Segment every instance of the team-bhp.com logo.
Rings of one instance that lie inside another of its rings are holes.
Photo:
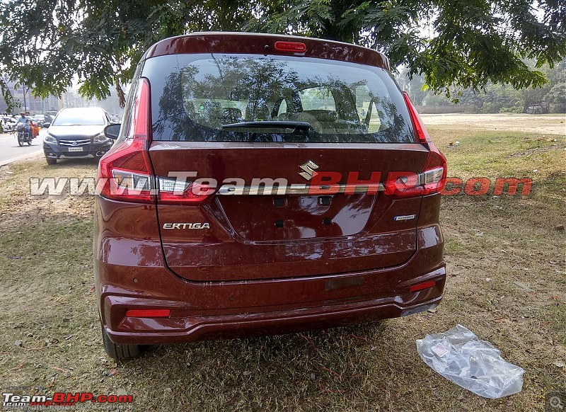
[[[48,407],[68,408],[85,407],[86,405],[125,405],[132,404],[132,395],[95,395],[92,392],[55,392],[52,396],[45,395],[16,395],[11,392],[2,394],[2,406],[5,409]]]
[[[285,178],[226,178],[219,181],[197,177],[196,171],[171,171],[167,176],[142,175],[118,171],[113,178],[32,178],[30,193],[33,195],[80,196],[86,194],[103,196],[127,196],[132,200],[156,196],[164,202],[182,200],[198,202],[212,195],[420,195],[441,192],[444,195],[466,194],[480,196],[531,194],[533,181],[528,178],[443,178],[444,171],[415,173],[408,171],[371,172],[316,171],[318,165],[308,161],[299,174],[306,183],[290,183]]]

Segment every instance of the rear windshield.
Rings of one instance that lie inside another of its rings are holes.
[[[151,84],[155,140],[415,142],[403,95],[379,67],[284,56],[180,55],[149,59],[143,76]]]

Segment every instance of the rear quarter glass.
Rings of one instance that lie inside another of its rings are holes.
[[[148,59],[142,76],[151,86],[154,140],[416,142],[403,95],[380,67],[313,57],[187,54]],[[223,127],[263,121],[311,127]]]

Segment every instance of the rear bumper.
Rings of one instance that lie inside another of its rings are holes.
[[[156,307],[139,299],[108,297],[105,305],[110,313],[122,314],[115,330],[105,325],[115,343],[160,344],[281,334],[349,325],[368,321],[407,316],[436,307],[441,299],[444,268],[435,277],[437,286],[410,295],[367,301],[328,304],[306,309],[254,311],[239,314],[201,315],[183,314],[175,302],[161,302],[161,309],[171,308],[169,318],[127,318],[126,308]],[[258,308],[255,308],[258,310]],[[113,317],[110,315],[110,317]]]
[[[402,269],[216,285],[180,280],[163,269],[167,274],[154,277],[152,290],[100,282],[98,276],[96,287],[100,319],[113,342],[173,343],[279,334],[395,318],[425,311],[440,302],[446,280],[444,262],[434,270],[396,283],[393,292],[383,296],[383,290],[376,285],[402,277]],[[129,272],[134,282],[143,282],[140,272]],[[166,295],[159,292],[160,285],[165,286],[163,277],[168,277],[170,283]],[[434,280],[434,287],[410,292],[411,285],[429,280]],[[366,294],[360,294],[363,293]],[[320,300],[324,297],[328,299]],[[171,315],[129,317],[126,313],[130,309],[169,309]]]

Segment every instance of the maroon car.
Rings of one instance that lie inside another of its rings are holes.
[[[140,62],[98,166],[105,348],[420,312],[446,278],[446,159],[381,53],[200,33]]]

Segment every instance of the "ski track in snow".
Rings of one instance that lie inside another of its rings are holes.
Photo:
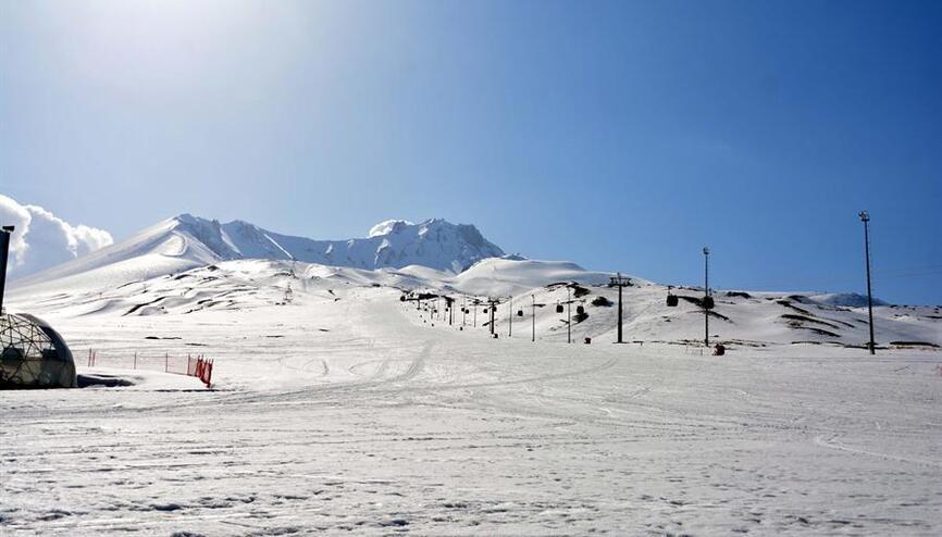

The request: Rewrite all of the items above with "rear" swapped for "back" wherever it occurs, changing nothing else. Leave the pictures out of your answer.

Solution to the exercise:
Segment every instance of the team-bhp.com logo.
Rings of one instance that lie inside another of its rings are holes.
Photo:
[[[48,407],[68,408],[85,407],[86,405],[125,405],[132,404],[132,395],[95,395],[92,392],[55,392],[52,396],[45,395],[16,395],[11,392],[2,394],[2,406],[5,409]]]
[[[285,178],[226,178],[219,181],[197,177],[196,171],[171,171],[167,176],[142,175],[118,171],[113,178],[32,178],[30,193],[33,195],[80,196],[86,194],[103,196],[127,196],[132,200],[156,196],[164,202],[182,200],[198,202],[212,195],[420,195],[441,192],[444,195],[466,194],[480,196],[531,194],[533,181],[528,178],[443,178],[444,171],[415,173],[408,171],[371,172],[316,171],[318,165],[308,161],[299,174],[306,183],[290,183]]]

Segment every instance of the back windshield.
Rings of one instance that lie inside another of its rings are holes.
[[[151,84],[155,140],[415,142],[403,95],[379,67],[284,56],[180,55],[149,59],[143,76]]]

Segment every instance of the back quarter glass.
Rings of one instance that lie inside another of its rings are holes.
[[[148,59],[142,76],[151,86],[154,140],[416,142],[403,95],[380,67],[313,57],[187,54]],[[223,127],[263,121],[311,127]]]

Segment every instance of the back bumper.
Rings of one instance that lie inside another of its rings are holes.
[[[156,307],[139,299],[108,297],[105,305],[110,313],[122,314],[115,330],[105,325],[115,343],[160,344],[281,334],[349,325],[368,321],[407,316],[436,307],[441,299],[444,268],[435,277],[437,286],[410,295],[367,301],[328,304],[306,309],[254,311],[239,314],[201,315],[183,314],[175,302],[161,302],[161,309],[171,308],[169,318],[127,318],[126,308]],[[258,308],[255,308],[258,310]],[[113,317],[110,315],[110,317]]]
[[[402,269],[216,285],[180,280],[163,269],[167,274],[154,277],[152,290],[100,282],[98,276],[96,287],[100,319],[113,342],[173,343],[279,334],[395,318],[425,311],[440,302],[446,280],[444,262],[434,270],[396,283],[393,292],[383,296],[383,290],[376,285],[402,277]],[[129,272],[134,282],[143,282],[140,272]],[[166,295],[159,292],[160,285],[165,286],[163,277],[168,277],[170,283]],[[434,280],[434,287],[410,292],[411,285],[429,280]],[[366,294],[360,294],[363,293]],[[320,300],[324,297],[328,299]],[[171,315],[129,317],[126,313],[130,309],[169,309]]]

Segment every instance of the maroon car.
Rings of one instance that lie inside another of its rings are holes.
[[[140,62],[98,166],[105,348],[420,312],[446,278],[446,159],[381,53],[200,33]]]

Segment every instance of the "ski track in snow".
Rings of one instance that lie inside another of its rings are holes.
Photo:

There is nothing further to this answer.